** START **
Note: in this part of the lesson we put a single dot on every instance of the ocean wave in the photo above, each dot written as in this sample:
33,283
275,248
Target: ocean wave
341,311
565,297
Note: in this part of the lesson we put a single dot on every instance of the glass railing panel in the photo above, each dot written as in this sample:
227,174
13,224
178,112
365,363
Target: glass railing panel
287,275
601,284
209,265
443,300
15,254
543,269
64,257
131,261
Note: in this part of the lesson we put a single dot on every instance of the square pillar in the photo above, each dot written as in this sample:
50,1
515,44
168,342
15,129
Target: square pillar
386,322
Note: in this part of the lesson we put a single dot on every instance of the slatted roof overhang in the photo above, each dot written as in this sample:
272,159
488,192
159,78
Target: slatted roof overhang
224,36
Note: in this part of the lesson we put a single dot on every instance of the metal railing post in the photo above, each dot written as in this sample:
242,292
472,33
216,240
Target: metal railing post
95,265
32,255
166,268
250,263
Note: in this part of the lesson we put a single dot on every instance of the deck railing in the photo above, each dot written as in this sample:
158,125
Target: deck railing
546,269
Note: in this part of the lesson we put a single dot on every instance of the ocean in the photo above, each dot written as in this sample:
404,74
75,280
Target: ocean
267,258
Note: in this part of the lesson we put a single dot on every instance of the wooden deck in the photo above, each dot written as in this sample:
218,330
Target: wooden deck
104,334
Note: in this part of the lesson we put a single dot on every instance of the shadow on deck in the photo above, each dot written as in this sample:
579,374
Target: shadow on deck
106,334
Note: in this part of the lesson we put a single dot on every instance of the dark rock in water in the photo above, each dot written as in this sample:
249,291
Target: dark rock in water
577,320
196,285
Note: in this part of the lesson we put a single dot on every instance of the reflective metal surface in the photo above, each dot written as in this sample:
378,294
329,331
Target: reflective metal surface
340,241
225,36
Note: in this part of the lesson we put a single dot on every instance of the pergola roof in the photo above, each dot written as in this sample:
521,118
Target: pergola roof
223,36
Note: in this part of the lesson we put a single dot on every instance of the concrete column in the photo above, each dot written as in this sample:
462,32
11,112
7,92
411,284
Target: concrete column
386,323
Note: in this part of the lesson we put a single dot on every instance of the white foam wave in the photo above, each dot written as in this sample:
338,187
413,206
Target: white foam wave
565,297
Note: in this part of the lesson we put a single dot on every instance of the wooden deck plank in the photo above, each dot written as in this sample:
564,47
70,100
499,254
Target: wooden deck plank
** END **
** START **
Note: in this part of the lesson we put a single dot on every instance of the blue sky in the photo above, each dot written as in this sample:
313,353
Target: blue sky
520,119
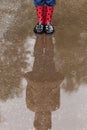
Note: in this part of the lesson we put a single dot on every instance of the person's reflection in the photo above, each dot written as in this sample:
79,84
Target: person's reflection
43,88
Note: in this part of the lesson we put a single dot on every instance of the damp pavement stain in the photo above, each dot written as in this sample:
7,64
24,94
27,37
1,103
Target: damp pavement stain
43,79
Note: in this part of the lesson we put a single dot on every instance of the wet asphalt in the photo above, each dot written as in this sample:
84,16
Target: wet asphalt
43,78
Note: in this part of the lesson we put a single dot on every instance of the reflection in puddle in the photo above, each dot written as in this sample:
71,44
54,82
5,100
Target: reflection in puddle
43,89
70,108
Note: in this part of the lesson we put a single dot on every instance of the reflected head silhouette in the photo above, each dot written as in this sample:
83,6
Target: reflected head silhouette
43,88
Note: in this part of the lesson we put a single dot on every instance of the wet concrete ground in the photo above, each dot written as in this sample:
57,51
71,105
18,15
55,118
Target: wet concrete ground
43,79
** END **
**EXERCISE BRIEF:** Find each line in the records above that contains the word "rock", and copy those lines out in full.

**EXERCISE RESPONSE:**
Note: in this part of the lesson we put a single dot on every instance of the dark rock in water in the photo above, each dot written as in this sample:
Target: dark rock in water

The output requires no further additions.